▸ **Zadanie**: Przepisz dokładnie fragment poniższego artykułu o meczu JKH GKS Jastrzębie z Comarch Cracovią, znajdujący się między słowami „JKH GKS Jastrzębie poza” a „podium przed play-offami.”, łącznie z nimi.

▸ **Fragment źródłowy**:
JKH GKS Jastrzębie poza podium przed play-offami
JKH GKS Jastrzębie przegrał w Krakowie z Comarch Cracovią 3:5 i spadł na czwarte miejsce w tabeli.
Przed ostatnią kolejką JKH miał dwa punkty przewagi nad czwartym Podhalem Nowy Targ, który grał z Lotosem PKH Gdańsk. Tylko wygrana dawała więc pewne miejsce na podium przed play-offami.
Gospodarze szybko pokazali, że o żadnej taryfie ulgowej nie może być mowy - tym bardziej, że sami walczyli jeszcze o piątą pozycję. Już w czwartej minucie gospodarze wyszli na prowadzenie po uderzeniu Macieja Kruczka. Kilka chwil później Cracovia podwyższyła po trafieniu Tomasa Urbana, który dobił strzał Damiana Kapicy. Jastrzębianie w kilka minut doprowadzili do wyrównania po bramkach Kamila Wałęgi i Dominika Jarosza, ale remis utrzymał się... zaledwie 13 sekund. Błyskawicznie odpowiedział Jiri Gula.

▸ **Sekcja danych**:
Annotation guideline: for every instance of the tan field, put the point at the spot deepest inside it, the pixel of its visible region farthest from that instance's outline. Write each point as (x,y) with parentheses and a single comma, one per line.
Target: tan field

▸ **Pełna odpowiedź**:
JKH GKS Jastrzębie poza podium przed play-offami
JKH GKS Jastrzębie przegrał w Krakowie z Comarch Cracovią 3:5 i spadł na czwarte miejsce w tabeli.
Przed ostatnią kolejką JKH miał dwa punkty przewagi nad czwartym Podhalem Nowy Targ, który grał z Lotosem PKH Gdańsk. Tylko wygrana dawała więc pewne miejsce na podium przed play-offami.